- DATA ENTRIES
+--

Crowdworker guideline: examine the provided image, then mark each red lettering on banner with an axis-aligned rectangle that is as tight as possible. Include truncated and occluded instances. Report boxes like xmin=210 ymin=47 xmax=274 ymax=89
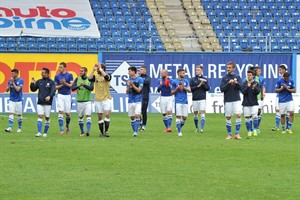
xmin=0 ymin=6 xmax=76 ymax=18
xmin=50 ymin=8 xmax=76 ymax=18
xmin=35 ymin=62 xmax=58 ymax=79
xmin=12 ymin=8 xmax=38 ymax=17
xmin=0 ymin=62 xmax=81 ymax=93
xmin=0 ymin=7 xmax=14 ymax=17
xmin=66 ymin=62 xmax=81 ymax=75
xmin=0 ymin=62 xmax=11 ymax=93
xmin=36 ymin=6 xmax=51 ymax=18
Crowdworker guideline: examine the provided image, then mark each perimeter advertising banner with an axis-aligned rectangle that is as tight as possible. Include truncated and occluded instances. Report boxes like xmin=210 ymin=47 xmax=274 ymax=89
xmin=0 ymin=53 xmax=98 ymax=93
xmin=0 ymin=0 xmax=100 ymax=38
xmin=99 ymin=53 xmax=293 ymax=93
xmin=0 ymin=53 xmax=300 ymax=113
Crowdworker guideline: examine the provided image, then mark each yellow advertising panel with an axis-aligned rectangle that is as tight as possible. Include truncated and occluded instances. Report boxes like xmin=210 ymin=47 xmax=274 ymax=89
xmin=0 ymin=53 xmax=98 ymax=93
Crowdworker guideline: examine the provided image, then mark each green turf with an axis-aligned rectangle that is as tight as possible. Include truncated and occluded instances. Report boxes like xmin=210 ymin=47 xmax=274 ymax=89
xmin=0 ymin=114 xmax=300 ymax=200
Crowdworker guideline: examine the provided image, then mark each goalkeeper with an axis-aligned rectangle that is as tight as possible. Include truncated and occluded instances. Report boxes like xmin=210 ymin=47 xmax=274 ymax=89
xmin=157 ymin=69 xmax=173 ymax=132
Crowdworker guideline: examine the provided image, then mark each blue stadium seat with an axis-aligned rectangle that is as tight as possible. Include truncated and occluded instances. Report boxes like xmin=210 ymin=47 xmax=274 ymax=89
xmin=233 ymin=45 xmax=242 ymax=52
xmin=66 ymin=37 xmax=76 ymax=46
xmin=86 ymin=38 xmax=95 ymax=45
xmin=281 ymin=45 xmax=290 ymax=53
xmin=17 ymin=43 xmax=27 ymax=51
xmin=252 ymin=45 xmax=262 ymax=52
xmin=97 ymin=44 xmax=106 ymax=51
xmin=292 ymin=45 xmax=299 ymax=53
xmin=35 ymin=37 xmax=46 ymax=45
xmin=0 ymin=43 xmax=7 ymax=51
xmin=6 ymin=37 xmax=16 ymax=45
xmin=45 ymin=37 xmax=56 ymax=47
xmin=38 ymin=44 xmax=48 ymax=51
xmin=48 ymin=44 xmax=58 ymax=52
xmin=7 ymin=43 xmax=17 ymax=51
xmin=56 ymin=37 xmax=66 ymax=45
xmin=67 ymin=43 xmax=77 ymax=52
xmin=75 ymin=38 xmax=86 ymax=45
xmin=87 ymin=44 xmax=97 ymax=52
xmin=27 ymin=43 xmax=37 ymax=51
xmin=78 ymin=44 xmax=88 ymax=51
xmin=107 ymin=44 xmax=117 ymax=51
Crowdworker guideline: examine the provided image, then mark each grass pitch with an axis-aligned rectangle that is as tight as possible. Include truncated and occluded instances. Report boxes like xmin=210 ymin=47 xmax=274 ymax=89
xmin=0 ymin=114 xmax=300 ymax=200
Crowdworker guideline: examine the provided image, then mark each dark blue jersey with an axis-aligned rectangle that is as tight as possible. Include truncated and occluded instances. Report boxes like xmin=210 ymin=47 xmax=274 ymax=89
xmin=242 ymin=81 xmax=260 ymax=106
xmin=7 ymin=78 xmax=24 ymax=102
xmin=190 ymin=75 xmax=210 ymax=101
xmin=172 ymin=78 xmax=190 ymax=104
xmin=140 ymin=74 xmax=151 ymax=100
xmin=128 ymin=76 xmax=144 ymax=103
xmin=54 ymin=72 xmax=73 ymax=95
xmin=30 ymin=78 xmax=56 ymax=105
xmin=157 ymin=78 xmax=172 ymax=97
xmin=276 ymin=78 xmax=295 ymax=103
xmin=220 ymin=74 xmax=243 ymax=102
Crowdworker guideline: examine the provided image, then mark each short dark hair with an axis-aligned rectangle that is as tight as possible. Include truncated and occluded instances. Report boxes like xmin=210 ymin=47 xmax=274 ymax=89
xmin=249 ymin=66 xmax=255 ymax=71
xmin=101 ymin=63 xmax=106 ymax=71
xmin=247 ymin=70 xmax=255 ymax=76
xmin=226 ymin=61 xmax=236 ymax=69
xmin=283 ymin=72 xmax=290 ymax=78
xmin=42 ymin=67 xmax=50 ymax=74
xmin=59 ymin=62 xmax=67 ymax=68
xmin=11 ymin=69 xmax=19 ymax=74
xmin=278 ymin=65 xmax=286 ymax=70
xmin=177 ymin=69 xmax=184 ymax=74
xmin=128 ymin=66 xmax=137 ymax=73
xmin=81 ymin=67 xmax=87 ymax=72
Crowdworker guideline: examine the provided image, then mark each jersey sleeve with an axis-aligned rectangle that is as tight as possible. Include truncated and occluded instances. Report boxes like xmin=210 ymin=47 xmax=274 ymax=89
xmin=19 ymin=79 xmax=24 ymax=88
xmin=54 ymin=75 xmax=60 ymax=85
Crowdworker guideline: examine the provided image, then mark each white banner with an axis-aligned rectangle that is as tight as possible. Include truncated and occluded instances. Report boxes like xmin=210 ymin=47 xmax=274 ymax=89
xmin=0 ymin=0 xmax=100 ymax=38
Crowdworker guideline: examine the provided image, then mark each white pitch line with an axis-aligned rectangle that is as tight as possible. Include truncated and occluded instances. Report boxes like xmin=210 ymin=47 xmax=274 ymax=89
xmin=0 ymin=114 xmax=27 ymax=119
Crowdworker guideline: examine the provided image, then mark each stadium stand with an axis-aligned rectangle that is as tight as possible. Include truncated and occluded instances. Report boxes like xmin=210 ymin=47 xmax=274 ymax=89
xmin=0 ymin=0 xmax=165 ymax=52
xmin=201 ymin=0 xmax=300 ymax=52
xmin=0 ymin=0 xmax=300 ymax=52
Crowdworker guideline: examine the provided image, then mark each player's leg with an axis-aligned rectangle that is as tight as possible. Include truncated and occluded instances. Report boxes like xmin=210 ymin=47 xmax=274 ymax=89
xmin=84 ymin=101 xmax=92 ymax=136
xmin=77 ymin=102 xmax=85 ymax=136
xmin=175 ymin=103 xmax=182 ymax=136
xmin=36 ymin=104 xmax=45 ymax=137
xmin=134 ymin=102 xmax=142 ymax=133
xmin=279 ymin=103 xmax=287 ymax=134
xmin=159 ymin=96 xmax=168 ymax=132
xmin=287 ymin=101 xmax=294 ymax=133
xmin=167 ymin=96 xmax=174 ymax=132
xmin=65 ymin=95 xmax=72 ymax=134
xmin=200 ymin=100 xmax=206 ymax=133
xmin=103 ymin=100 xmax=111 ymax=137
xmin=224 ymin=102 xmax=233 ymax=140
xmin=140 ymin=99 xmax=149 ymax=131
xmin=43 ymin=105 xmax=51 ymax=137
xmin=257 ymin=100 xmax=263 ymax=134
xmin=128 ymin=103 xmax=137 ymax=136
xmin=233 ymin=101 xmax=242 ymax=140
xmin=272 ymin=97 xmax=281 ymax=131
xmin=251 ymin=106 xmax=259 ymax=136
xmin=16 ymin=101 xmax=23 ymax=133
xmin=192 ymin=101 xmax=200 ymax=132
xmin=243 ymin=106 xmax=252 ymax=137
xmin=56 ymin=94 xmax=66 ymax=135
xmin=95 ymin=101 xmax=104 ymax=137
xmin=5 ymin=100 xmax=16 ymax=133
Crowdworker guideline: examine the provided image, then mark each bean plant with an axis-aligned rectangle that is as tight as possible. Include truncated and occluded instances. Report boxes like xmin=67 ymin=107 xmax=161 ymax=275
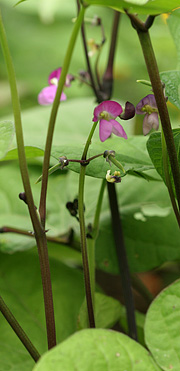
xmin=0 ymin=0 xmax=180 ymax=371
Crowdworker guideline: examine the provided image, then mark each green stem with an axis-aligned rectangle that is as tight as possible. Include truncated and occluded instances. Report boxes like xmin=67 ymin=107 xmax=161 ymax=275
xmin=134 ymin=26 xmax=180 ymax=210
xmin=78 ymin=165 xmax=95 ymax=328
xmin=161 ymin=129 xmax=180 ymax=227
xmin=87 ymin=179 xmax=106 ymax=305
xmin=0 ymin=296 xmax=40 ymax=362
xmin=0 ymin=9 xmax=56 ymax=349
xmin=78 ymin=121 xmax=98 ymax=328
xmin=39 ymin=7 xmax=85 ymax=227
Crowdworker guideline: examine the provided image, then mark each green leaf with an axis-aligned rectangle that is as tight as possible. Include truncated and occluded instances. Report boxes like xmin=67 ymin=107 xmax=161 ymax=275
xmin=145 ymin=280 xmax=180 ymax=371
xmin=78 ymin=292 xmax=123 ymax=330
xmin=83 ymin=0 xmax=179 ymax=15
xmin=0 ymin=250 xmax=84 ymax=371
xmin=160 ymin=71 xmax=180 ymax=109
xmin=147 ymin=129 xmax=180 ymax=192
xmin=14 ymin=0 xmax=27 ymax=6
xmin=51 ymin=136 xmax=153 ymax=179
xmin=2 ymin=146 xmax=44 ymax=161
xmin=0 ymin=121 xmax=15 ymax=159
xmin=33 ymin=329 xmax=159 ymax=371
xmin=167 ymin=9 xmax=180 ymax=69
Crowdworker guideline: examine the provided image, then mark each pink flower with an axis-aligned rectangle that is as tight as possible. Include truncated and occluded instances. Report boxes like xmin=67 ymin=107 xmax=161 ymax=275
xmin=136 ymin=94 xmax=159 ymax=135
xmin=93 ymin=100 xmax=127 ymax=142
xmin=38 ymin=68 xmax=73 ymax=105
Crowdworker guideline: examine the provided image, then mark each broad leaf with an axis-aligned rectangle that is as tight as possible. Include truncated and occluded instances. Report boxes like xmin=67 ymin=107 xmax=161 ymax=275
xmin=78 ymin=292 xmax=123 ymax=329
xmin=33 ymin=329 xmax=159 ymax=371
xmin=145 ymin=280 xmax=180 ymax=371
xmin=167 ymin=9 xmax=180 ymax=68
xmin=147 ymin=129 xmax=180 ymax=192
xmin=51 ymin=136 xmax=153 ymax=179
xmin=0 ymin=163 xmax=180 ymax=273
xmin=0 ymin=121 xmax=14 ymax=159
xmin=0 ymin=251 xmax=84 ymax=371
xmin=83 ymin=0 xmax=179 ymax=14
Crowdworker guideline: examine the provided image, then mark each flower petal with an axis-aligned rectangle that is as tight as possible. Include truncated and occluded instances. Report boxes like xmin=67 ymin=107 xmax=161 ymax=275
xmin=99 ymin=119 xmax=112 ymax=142
xmin=143 ymin=112 xmax=159 ymax=135
xmin=109 ymin=120 xmax=127 ymax=139
xmin=38 ymin=85 xmax=66 ymax=106
xmin=93 ymin=100 xmax=123 ymax=122
xmin=48 ymin=67 xmax=62 ymax=85
xmin=136 ymin=94 xmax=157 ymax=115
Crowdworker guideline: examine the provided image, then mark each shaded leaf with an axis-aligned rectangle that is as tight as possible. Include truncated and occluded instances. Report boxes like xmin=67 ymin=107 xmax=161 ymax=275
xmin=33 ymin=329 xmax=159 ymax=371
xmin=0 ymin=251 xmax=84 ymax=371
xmin=86 ymin=0 xmax=179 ymax=14
xmin=0 ymin=121 xmax=15 ymax=159
xmin=78 ymin=292 xmax=123 ymax=330
xmin=145 ymin=280 xmax=180 ymax=371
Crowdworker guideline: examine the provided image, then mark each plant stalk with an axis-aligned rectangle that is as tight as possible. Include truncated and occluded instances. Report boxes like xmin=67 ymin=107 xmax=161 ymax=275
xmin=0 ymin=9 xmax=56 ymax=349
xmin=107 ymin=182 xmax=137 ymax=341
xmin=39 ymin=7 xmax=85 ymax=228
xmin=0 ymin=296 xmax=40 ymax=362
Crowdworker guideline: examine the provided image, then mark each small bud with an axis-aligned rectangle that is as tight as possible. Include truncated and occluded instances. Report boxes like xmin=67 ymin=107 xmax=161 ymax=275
xmin=19 ymin=192 xmax=27 ymax=205
xmin=106 ymin=170 xmax=121 ymax=183
xmin=119 ymin=101 xmax=135 ymax=120
xmin=103 ymin=150 xmax=115 ymax=166
xmin=59 ymin=156 xmax=69 ymax=170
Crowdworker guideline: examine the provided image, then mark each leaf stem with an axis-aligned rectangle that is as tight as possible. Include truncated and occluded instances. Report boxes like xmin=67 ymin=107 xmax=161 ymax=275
xmin=161 ymin=129 xmax=180 ymax=228
xmin=78 ymin=121 xmax=98 ymax=328
xmin=39 ymin=6 xmax=85 ymax=227
xmin=0 ymin=296 xmax=40 ymax=362
xmin=128 ymin=14 xmax=180 ymax=210
xmin=0 ymin=8 xmax=56 ymax=349
xmin=107 ymin=182 xmax=137 ymax=341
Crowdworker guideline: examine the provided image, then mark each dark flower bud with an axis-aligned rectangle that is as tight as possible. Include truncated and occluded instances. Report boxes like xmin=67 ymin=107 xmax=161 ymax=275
xmin=119 ymin=102 xmax=135 ymax=120
xmin=19 ymin=192 xmax=27 ymax=205
xmin=59 ymin=156 xmax=69 ymax=170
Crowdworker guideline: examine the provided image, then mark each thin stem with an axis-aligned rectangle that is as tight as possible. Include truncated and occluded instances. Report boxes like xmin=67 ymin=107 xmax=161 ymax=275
xmin=0 ymin=9 xmax=56 ymax=349
xmin=77 ymin=0 xmax=101 ymax=103
xmin=78 ymin=121 xmax=98 ymax=328
xmin=78 ymin=165 xmax=95 ymax=328
xmin=161 ymin=129 xmax=180 ymax=227
xmin=107 ymin=182 xmax=137 ymax=340
xmin=87 ymin=179 xmax=106 ymax=305
xmin=0 ymin=226 xmax=72 ymax=245
xmin=102 ymin=11 xmax=121 ymax=99
xmin=128 ymin=14 xmax=180 ymax=210
xmin=39 ymin=7 xmax=85 ymax=227
xmin=0 ymin=296 xmax=40 ymax=362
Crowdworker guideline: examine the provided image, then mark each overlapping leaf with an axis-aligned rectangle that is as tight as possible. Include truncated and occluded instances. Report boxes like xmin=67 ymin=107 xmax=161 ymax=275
xmin=83 ymin=0 xmax=179 ymax=14
xmin=145 ymin=280 xmax=180 ymax=371
xmin=33 ymin=329 xmax=159 ymax=371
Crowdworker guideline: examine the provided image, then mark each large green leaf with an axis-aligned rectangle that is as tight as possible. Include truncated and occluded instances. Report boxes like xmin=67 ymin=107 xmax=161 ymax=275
xmin=52 ymin=136 xmax=153 ymax=179
xmin=33 ymin=329 xmax=159 ymax=371
xmin=147 ymin=129 xmax=180 ymax=192
xmin=167 ymin=9 xmax=180 ymax=68
xmin=0 ymin=252 xmax=84 ymax=371
xmin=0 ymin=121 xmax=15 ymax=159
xmin=0 ymin=163 xmax=180 ymax=273
xmin=83 ymin=0 xmax=179 ymax=14
xmin=145 ymin=280 xmax=180 ymax=371
xmin=78 ymin=292 xmax=123 ymax=329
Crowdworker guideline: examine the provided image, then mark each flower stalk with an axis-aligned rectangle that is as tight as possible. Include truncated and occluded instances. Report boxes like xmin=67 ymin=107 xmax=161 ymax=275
xmin=39 ymin=6 xmax=85 ymax=227
xmin=0 ymin=8 xmax=56 ymax=349
xmin=128 ymin=14 xmax=180 ymax=214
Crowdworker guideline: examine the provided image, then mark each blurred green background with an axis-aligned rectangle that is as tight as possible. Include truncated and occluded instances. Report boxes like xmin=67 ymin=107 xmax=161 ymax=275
xmin=0 ymin=0 xmax=179 ymax=126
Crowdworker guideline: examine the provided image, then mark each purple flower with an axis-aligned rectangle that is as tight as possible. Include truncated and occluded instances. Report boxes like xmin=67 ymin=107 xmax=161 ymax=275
xmin=93 ymin=100 xmax=127 ymax=142
xmin=136 ymin=94 xmax=159 ymax=135
xmin=38 ymin=68 xmax=74 ymax=105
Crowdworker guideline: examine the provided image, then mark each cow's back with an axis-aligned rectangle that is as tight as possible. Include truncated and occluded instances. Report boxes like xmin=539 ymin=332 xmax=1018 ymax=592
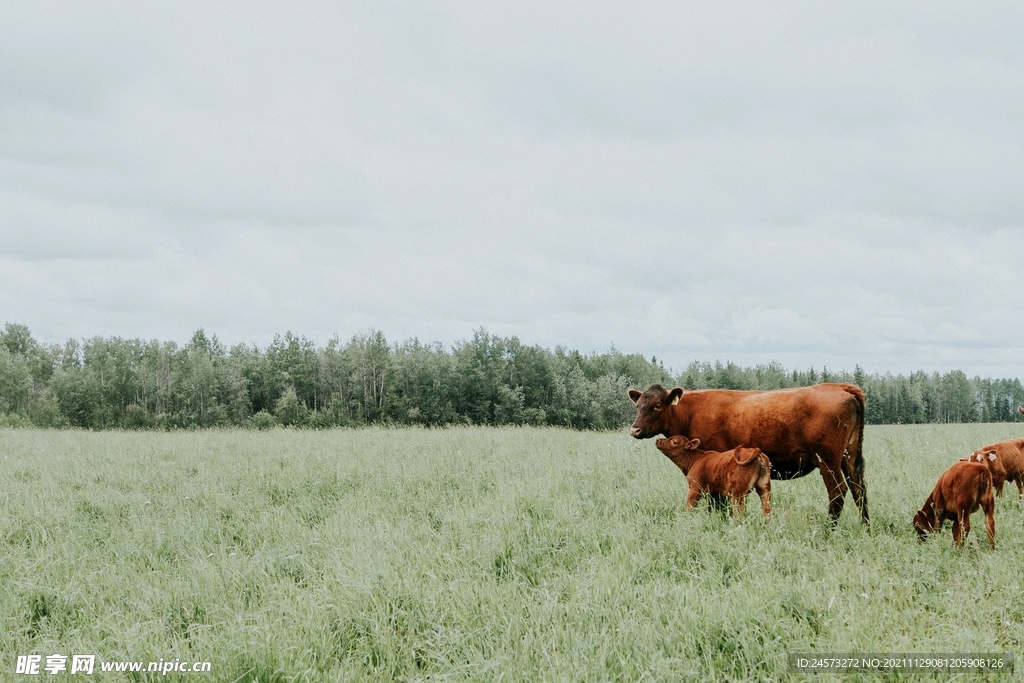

+--

- DIRECTIVE
Please rewrite the entries from the line containing "mark each blue" through the line containing "xmin=86 ymin=38 xmax=95 ymax=45", replacing "stadium seat" with "spectator seat" and leaving everything else unchanged.

- THE RESULT
Crowdworker guideline: examine the provided image, then mark each blue spectator seat with an axis-aligned rectangle that is as tight as possible. Include truncated and occluded instances. Report boxes like xmin=210 ymin=47 xmax=274 ymax=89
xmin=233 ymin=45 xmax=242 ymax=52
xmin=66 ymin=37 xmax=76 ymax=46
xmin=86 ymin=38 xmax=95 ymax=45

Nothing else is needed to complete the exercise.